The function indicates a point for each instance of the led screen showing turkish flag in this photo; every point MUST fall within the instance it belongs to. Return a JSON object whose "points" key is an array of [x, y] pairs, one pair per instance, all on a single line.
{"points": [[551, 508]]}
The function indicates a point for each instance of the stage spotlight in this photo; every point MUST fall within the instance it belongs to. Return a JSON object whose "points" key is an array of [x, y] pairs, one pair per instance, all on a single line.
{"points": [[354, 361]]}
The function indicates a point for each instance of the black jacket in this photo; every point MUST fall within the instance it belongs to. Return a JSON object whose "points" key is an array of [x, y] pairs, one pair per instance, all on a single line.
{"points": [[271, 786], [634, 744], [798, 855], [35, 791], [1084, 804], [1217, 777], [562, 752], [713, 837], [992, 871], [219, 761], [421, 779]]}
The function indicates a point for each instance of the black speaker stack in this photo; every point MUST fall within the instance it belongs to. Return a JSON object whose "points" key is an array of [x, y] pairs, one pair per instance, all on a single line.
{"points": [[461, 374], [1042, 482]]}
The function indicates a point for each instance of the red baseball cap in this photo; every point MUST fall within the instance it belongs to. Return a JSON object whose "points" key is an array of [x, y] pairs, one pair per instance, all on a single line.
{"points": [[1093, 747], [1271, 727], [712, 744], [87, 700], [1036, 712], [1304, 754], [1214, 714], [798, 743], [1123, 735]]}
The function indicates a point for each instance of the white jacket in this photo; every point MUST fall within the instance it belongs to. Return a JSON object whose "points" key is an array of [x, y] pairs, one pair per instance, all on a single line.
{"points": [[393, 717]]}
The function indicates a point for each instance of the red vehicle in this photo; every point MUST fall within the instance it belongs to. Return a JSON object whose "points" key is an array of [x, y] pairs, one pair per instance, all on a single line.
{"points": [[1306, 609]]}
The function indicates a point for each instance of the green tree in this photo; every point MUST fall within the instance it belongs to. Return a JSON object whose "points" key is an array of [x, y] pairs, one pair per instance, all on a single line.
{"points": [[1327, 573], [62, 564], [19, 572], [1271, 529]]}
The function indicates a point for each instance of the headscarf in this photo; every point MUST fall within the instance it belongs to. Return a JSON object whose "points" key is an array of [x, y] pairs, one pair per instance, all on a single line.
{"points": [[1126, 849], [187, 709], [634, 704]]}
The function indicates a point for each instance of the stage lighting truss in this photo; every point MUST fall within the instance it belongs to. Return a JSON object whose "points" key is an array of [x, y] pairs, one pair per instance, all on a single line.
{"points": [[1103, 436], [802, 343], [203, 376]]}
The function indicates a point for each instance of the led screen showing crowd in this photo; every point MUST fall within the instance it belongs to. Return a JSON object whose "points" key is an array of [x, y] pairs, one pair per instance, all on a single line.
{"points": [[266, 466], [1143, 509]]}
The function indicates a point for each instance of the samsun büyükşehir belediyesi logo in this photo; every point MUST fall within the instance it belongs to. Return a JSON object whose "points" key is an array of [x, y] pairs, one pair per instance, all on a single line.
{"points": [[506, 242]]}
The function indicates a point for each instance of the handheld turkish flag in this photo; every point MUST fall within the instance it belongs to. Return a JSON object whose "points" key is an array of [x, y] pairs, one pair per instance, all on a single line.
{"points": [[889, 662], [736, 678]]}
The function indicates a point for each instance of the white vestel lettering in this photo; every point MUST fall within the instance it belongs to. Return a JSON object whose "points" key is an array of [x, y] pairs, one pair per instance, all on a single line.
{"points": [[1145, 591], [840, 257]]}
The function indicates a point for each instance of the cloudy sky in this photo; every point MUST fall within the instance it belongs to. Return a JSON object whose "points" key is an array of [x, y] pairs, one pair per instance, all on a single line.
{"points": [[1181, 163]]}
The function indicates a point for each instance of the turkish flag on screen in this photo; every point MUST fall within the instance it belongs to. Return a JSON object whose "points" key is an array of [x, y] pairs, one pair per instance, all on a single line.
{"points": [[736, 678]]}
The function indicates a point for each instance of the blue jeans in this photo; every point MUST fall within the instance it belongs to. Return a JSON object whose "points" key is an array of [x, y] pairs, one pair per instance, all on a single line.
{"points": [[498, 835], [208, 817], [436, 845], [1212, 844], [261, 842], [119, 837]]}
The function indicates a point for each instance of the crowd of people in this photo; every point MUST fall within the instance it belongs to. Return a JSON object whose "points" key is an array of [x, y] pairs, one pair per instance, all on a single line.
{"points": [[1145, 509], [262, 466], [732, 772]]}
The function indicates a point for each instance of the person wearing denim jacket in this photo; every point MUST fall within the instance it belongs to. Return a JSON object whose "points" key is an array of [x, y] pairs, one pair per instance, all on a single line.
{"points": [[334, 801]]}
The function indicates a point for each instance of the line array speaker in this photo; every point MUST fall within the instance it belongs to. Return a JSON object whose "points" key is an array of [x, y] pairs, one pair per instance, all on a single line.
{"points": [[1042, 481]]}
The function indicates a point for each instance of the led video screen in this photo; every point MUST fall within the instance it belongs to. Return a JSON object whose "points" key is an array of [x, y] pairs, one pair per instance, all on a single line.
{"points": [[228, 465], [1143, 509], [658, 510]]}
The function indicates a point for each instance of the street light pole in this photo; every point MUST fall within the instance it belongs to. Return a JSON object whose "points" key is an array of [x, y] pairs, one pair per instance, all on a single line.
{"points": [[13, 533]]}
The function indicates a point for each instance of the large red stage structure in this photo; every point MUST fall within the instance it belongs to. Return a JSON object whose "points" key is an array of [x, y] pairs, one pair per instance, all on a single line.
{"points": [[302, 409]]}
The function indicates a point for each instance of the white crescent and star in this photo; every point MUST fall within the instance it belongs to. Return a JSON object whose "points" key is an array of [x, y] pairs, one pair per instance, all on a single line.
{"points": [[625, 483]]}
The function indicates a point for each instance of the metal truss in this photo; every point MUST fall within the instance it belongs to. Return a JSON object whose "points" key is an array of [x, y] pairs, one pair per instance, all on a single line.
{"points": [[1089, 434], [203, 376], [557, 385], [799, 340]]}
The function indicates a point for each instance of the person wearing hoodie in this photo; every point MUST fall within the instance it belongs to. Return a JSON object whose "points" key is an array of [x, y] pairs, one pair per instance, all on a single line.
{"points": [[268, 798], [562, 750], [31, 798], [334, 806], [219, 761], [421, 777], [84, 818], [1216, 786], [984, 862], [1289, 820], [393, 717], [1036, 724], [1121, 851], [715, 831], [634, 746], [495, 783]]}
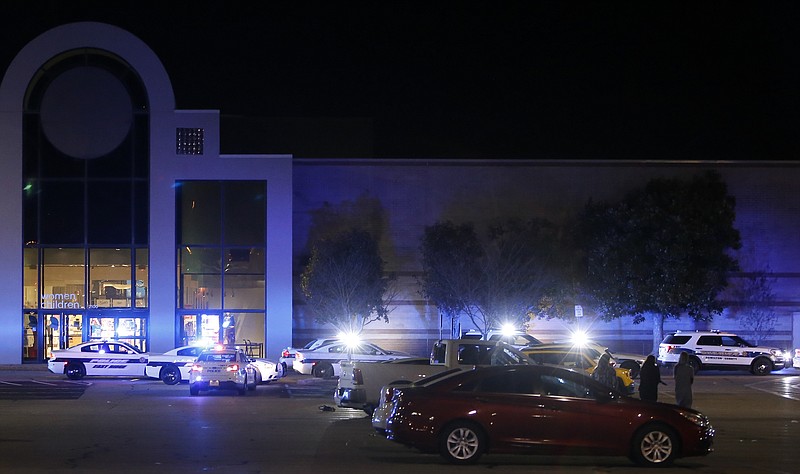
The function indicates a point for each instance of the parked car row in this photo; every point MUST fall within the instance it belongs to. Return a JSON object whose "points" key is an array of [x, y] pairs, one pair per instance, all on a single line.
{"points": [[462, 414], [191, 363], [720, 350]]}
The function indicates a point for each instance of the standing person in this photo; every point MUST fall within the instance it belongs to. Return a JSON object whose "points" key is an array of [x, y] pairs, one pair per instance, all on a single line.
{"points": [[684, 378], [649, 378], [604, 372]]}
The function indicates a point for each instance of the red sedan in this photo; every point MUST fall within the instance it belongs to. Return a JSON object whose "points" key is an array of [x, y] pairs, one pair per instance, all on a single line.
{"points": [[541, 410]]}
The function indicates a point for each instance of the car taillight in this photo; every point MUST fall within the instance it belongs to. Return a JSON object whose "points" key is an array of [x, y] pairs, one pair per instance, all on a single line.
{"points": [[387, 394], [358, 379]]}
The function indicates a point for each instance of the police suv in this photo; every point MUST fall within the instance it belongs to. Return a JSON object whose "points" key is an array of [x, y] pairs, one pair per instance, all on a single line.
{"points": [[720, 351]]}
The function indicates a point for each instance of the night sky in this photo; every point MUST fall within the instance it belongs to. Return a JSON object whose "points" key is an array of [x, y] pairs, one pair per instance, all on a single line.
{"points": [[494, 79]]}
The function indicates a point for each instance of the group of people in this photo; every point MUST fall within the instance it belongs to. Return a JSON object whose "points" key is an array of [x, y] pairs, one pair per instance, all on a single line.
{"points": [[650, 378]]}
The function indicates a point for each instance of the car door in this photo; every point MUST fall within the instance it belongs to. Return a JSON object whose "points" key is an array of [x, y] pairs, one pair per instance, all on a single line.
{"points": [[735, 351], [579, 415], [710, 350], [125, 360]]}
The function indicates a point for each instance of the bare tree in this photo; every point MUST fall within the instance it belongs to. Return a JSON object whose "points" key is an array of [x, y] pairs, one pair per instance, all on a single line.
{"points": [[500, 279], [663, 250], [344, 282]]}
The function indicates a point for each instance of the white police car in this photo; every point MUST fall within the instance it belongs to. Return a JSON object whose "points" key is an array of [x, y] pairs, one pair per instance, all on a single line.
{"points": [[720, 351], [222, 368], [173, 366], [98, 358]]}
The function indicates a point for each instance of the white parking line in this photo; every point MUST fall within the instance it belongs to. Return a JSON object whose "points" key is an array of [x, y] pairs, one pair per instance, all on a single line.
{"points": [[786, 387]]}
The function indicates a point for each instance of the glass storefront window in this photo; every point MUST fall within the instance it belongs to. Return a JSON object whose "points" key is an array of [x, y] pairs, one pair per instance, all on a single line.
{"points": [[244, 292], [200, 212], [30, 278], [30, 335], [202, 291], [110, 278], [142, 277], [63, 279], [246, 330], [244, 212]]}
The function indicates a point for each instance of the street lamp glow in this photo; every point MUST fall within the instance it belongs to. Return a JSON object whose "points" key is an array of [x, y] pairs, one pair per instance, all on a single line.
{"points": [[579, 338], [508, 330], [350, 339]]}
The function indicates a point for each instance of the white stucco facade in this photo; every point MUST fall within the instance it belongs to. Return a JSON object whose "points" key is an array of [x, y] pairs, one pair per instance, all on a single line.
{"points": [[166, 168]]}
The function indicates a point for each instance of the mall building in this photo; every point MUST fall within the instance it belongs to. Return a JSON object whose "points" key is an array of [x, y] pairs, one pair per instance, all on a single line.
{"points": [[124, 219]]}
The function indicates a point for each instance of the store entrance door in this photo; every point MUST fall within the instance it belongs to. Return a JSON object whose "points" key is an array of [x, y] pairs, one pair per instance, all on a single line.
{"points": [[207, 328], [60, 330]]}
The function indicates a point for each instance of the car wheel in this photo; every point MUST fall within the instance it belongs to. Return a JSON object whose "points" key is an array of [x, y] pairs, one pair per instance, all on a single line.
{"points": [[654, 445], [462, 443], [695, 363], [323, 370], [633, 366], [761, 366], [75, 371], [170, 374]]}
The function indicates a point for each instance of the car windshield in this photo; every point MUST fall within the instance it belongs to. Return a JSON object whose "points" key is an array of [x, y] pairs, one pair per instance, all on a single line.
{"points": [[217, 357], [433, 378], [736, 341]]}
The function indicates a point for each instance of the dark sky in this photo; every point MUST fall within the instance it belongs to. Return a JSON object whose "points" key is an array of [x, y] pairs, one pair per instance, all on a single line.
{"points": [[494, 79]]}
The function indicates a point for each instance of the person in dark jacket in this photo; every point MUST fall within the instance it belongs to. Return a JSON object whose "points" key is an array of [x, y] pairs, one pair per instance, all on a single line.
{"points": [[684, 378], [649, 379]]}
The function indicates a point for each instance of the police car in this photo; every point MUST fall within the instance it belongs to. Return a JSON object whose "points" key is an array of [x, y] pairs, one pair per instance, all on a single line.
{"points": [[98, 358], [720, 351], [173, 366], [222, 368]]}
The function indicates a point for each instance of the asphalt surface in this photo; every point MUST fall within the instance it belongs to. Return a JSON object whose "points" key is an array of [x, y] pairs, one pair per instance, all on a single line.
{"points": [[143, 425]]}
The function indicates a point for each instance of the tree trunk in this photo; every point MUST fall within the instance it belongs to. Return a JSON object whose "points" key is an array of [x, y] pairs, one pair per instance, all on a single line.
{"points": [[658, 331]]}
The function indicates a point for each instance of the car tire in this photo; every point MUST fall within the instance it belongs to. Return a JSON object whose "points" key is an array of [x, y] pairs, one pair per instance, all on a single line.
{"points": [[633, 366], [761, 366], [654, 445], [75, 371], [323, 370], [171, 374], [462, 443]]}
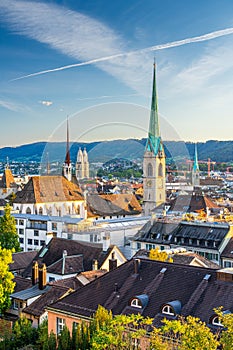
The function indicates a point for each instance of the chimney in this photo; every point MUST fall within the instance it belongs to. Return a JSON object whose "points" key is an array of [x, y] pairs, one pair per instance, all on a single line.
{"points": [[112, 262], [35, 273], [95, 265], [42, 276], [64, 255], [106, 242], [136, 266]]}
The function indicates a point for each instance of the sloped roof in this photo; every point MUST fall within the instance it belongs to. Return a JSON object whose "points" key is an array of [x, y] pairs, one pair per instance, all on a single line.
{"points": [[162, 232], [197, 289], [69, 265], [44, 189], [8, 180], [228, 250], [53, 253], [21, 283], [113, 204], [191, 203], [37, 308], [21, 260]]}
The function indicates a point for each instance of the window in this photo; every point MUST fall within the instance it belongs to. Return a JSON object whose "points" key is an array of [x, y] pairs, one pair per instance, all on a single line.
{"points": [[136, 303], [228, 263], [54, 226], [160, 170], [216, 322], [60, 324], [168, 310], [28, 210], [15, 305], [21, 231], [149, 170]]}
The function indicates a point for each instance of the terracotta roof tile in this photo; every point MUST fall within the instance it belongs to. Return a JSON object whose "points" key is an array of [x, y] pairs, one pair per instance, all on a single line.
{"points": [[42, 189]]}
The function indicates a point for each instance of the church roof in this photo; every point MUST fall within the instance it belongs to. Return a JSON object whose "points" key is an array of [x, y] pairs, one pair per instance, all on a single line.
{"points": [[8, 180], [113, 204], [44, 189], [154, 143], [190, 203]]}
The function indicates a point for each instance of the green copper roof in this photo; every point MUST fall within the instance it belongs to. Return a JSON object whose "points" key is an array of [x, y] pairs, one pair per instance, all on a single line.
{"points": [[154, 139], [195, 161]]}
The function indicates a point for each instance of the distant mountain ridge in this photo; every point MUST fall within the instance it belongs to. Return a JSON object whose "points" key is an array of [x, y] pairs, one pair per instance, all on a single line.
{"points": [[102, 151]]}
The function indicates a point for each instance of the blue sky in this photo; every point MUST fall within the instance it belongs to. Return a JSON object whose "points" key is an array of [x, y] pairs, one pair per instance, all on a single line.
******************************
■ **Exercise requirements**:
Return, unchanged, each line from the line containing "The function indicates a point for each instance of the church" through the last line of the material.

■ **Problem solution**:
The function indicates a point for each instance of the church roof in this photo; every point MUST fall within the instance it belongs to. Return a JSON object whose "points" key is an array of [x, y] pairs, one pair per instance, all on a single line.
{"points": [[8, 180], [113, 204], [44, 189], [154, 143], [190, 203]]}
The function indicates a point for each instance of the green copper roof in this photo; every point MUST fall within the instance it belongs to. Return a JSON object whose "points" key is an array of [x, y] pairs, one pair per instance, all on a single line.
{"points": [[154, 139], [195, 161]]}
The function indicates a point for each instance of the distant mountain ridge in this photo; every point MUST fall within the instance it belongs to. Return a JSON object whose "points" key is an array of [x, y] pairs, one pair per instance, all on a single line.
{"points": [[102, 151]]}
The function indicates a point for each instance of the blue sky in this photo; every point MUST fall within the instance it belongs to. Return a JSON object whose "points" key is an array of [x, y] pairs, one pair per instance, all on a single line.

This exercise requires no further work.